SET TASK A —
Check each statement against the WatsonxLLM setup guide. Answer yes or no for each, and quote the words from the guide that decide it. (i) The example connects through the Dallas url. (ii) The parameters set temperature to 1. (iii) A tuned model can be reached by passing deployment_id in place of model_id.
SET TASK B —
Pick up the WatsonxLLM setup guide after its final line and keep writing it.

DOCUMENT SEGMENT —
··········

IBM watsonx.ai
WatsonxLLM is a wrapper for IBM watsonx.ai foundation models.
This example shows how to communicate with watsonx.ai
models using LangChain
.
Setting up
Install the package langchain-ibm
.
!pip install -qU langchain-ibm
This cell defines the WML credentials required to work with watsonx Foundation Model inferencing.
Action: Provide the IBM Cloud user API key. For details, see documentation.
import os
from getpass import getpass
watsonx_api_key = getpass()
os.environ["WATSONX_APIKEY"] = watsonx_api_key
Additionaly you are able to pass additional secrets as an environment variable.
import os
os.environ["WATSONX_URL"] = "your service instance url"
os.environ["WATSONX_TOKEN"] = "your token for accessing the CPD cluster"
os.environ["WATSONX_PASSWORD"] = "your password for accessing the CPD cluster"
os.environ["WATSONX_USERNAME"] = "your username for accessing the CPD cluster"
os.environ["WATSONX_INSTANCE_ID"] = "your instance_id for accessing the CPD cluster"
Load the model
You might need to adjust model parameters
for different models or tasks. For details, refer to documentation.
parameters = {
"decoding_method": "sample",
"max_new_tokens": 100,
"min_new_tokens": 1,
"temperature": 0.5,
"top_k": 50,
"top_p": 1,
}
Initialize the WatsonxLLM
class with previously set parameters.
Note:
- To provide context for the API call, you must add
project_id
orspace_id
. For more information see documentation. - Depending on the region of your provisioned service instance, use one of the urls described here.
In this example, we’ll use the project_id
and Dallas url.
You need to specify model_id
that will be used for inferencing. All available models you can find in documentation.
from langchain_ibm import WatsonxLLM
watsonx_llm = WatsonxLLM(
model_id="ibm/granite-13b-instruct-v2",
url="https://us-south.ml.cloud.ibm.com",
project_id="PASTE YOUR PROJECT_ID HERE",
params=parameters,
)
Alternatively you can use Cloud Pak for Data credentials. For details, see documentation.
watsonx_llm = WatsonxLLM(
model_id="ibm/granite-13b-instruct-v2",
url="PASTE YOUR URL HERE",
username="PASTE YOUR USERNAME HERE",
password="PASTE YOUR PASSWORD HERE",
instance_id="openshift",
version="4.8",
project_id="PASTE YOUR PROJECT_ID HERE",
params=parameters,
)
Instead of model_id
, you can also pass the deployment_id
of the previously tuned model. The entire model tuning workflow is described here.
watsonx_llm = WatsonxLLM(
deployment_id="PASTE YOUR DEPLOYMENT_ID HERE",
url="https://us-south.ml.cloud.ibm.com",
project_id="PASTE YOUR PROJECT_ID HERE",
params=parameters,
)
You can also pass the IBM's ModelInference
object into WatsonxLLM
class.
from ibm_watsonx_ai.foundation_models import ModelInference
model = ModelInference(...)
watsonx_llm = WatsonxLLM(watsonx_model=model)

··········

RECORD EXTRACTS —

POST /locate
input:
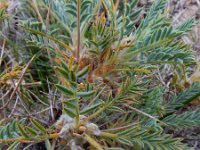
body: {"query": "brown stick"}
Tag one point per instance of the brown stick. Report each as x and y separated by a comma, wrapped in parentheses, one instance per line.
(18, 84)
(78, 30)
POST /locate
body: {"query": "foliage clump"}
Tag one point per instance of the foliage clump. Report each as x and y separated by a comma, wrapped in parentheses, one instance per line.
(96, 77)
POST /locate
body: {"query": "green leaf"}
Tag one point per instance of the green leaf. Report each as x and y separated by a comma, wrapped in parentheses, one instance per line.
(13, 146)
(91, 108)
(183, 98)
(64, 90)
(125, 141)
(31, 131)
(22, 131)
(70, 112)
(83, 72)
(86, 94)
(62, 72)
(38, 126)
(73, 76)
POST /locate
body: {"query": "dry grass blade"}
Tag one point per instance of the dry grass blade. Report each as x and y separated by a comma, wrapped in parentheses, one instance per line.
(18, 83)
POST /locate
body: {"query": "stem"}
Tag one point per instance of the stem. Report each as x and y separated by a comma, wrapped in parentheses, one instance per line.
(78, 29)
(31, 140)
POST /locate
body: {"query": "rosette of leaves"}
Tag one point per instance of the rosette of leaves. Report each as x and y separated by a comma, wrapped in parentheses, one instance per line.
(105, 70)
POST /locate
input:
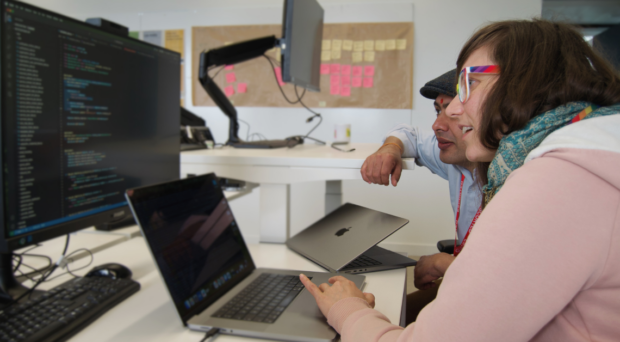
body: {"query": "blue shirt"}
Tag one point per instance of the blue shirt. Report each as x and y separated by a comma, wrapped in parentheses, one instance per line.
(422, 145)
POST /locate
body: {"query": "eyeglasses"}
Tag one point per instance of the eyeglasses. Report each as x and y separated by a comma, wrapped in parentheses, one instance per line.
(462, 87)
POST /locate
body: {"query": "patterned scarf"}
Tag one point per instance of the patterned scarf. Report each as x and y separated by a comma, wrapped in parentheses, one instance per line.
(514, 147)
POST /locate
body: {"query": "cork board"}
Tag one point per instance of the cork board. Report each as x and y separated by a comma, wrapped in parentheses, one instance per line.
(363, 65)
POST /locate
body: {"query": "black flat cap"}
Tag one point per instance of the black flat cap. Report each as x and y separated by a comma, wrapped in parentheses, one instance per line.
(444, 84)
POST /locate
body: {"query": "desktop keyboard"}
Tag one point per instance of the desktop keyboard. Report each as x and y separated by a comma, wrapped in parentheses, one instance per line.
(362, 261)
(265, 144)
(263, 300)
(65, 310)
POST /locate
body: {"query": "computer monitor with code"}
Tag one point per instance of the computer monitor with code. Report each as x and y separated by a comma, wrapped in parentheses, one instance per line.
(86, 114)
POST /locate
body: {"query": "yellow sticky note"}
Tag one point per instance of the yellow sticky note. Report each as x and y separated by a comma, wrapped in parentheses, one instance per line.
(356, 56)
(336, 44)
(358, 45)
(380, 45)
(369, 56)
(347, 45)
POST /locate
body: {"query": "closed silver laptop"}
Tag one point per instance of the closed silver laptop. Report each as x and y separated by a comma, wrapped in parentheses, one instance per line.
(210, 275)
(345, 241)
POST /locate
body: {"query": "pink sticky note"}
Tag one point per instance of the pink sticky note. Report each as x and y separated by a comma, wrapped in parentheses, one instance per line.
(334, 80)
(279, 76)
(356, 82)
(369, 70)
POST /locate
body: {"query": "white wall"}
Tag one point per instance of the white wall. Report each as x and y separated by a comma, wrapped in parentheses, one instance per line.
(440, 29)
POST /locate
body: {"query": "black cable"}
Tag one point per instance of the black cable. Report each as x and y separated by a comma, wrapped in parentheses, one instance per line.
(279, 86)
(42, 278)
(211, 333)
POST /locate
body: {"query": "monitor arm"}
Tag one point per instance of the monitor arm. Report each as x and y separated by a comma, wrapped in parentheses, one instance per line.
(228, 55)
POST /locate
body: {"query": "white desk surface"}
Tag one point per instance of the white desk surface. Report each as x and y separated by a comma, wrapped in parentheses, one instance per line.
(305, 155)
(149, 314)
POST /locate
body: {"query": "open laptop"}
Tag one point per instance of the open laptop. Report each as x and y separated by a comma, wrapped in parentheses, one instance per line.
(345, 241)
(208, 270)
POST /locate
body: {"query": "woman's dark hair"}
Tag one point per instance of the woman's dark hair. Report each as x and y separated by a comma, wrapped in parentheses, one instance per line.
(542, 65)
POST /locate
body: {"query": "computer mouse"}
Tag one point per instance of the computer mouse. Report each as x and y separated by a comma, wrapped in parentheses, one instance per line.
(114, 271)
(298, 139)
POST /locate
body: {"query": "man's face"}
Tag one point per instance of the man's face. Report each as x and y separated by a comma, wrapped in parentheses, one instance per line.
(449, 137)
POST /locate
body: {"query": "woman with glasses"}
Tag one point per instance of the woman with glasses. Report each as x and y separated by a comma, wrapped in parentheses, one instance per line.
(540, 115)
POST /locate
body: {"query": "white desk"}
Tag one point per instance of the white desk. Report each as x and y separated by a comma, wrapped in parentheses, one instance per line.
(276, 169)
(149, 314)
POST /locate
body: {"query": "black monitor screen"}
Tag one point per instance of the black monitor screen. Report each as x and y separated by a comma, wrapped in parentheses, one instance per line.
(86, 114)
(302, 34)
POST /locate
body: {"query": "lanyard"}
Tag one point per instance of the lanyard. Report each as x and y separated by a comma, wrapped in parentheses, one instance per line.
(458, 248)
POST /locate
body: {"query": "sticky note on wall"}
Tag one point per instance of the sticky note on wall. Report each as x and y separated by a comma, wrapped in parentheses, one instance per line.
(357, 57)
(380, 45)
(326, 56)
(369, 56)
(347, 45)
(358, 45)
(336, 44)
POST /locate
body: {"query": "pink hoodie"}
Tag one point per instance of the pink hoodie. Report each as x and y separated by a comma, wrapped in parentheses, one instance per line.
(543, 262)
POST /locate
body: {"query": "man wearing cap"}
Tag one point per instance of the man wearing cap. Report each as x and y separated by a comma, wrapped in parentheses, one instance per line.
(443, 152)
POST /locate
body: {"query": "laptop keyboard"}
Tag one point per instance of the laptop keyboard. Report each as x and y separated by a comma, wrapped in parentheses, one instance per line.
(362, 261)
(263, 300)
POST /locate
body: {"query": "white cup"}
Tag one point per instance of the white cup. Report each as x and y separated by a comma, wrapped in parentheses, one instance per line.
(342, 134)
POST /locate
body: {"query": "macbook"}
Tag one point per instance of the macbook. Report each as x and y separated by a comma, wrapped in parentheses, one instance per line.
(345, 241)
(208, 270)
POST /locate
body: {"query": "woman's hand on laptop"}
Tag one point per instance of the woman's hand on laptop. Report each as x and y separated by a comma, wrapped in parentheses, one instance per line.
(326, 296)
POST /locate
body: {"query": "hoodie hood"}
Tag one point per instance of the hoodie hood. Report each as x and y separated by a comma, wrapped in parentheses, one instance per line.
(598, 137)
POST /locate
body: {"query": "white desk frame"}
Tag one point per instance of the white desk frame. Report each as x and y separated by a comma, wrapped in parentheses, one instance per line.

··········

RIGHT ANSWER A —
(i) Yes: "and Dallas url."
(ii) No: "temperature": 0.5,
(iii) Yes: "you can also pass the deployment_id"

RIGHT ANSWER B —
Create Chain
Create PromptTemplate
objects which will be responsible for creating a random question.
from langchain_core.prompts import PromptTemplate
template = "Generate a random question about {topic}: Question: "
prompt = PromptTemplate.from_template(template)
API Reference:
Provide a topic and run the chain.
llm_chain = prompt | watsonx_llm
topic = "dog"
llm_chain.invoke(topic)
'What is the difference between a dog and a wolf?'
Calling the Model Directly
To obtain completions, you can call the model directly using a string prompt.
# Calling a single prompt
watsonx_llm.invoke("Who is man's best friend?")
"Man's best friend is his dog. "
# Calling multiple prompts
watsonx_llm.generate(
[
"The fastest dog in the world?",
"Describe your chosen dog breed",
]
)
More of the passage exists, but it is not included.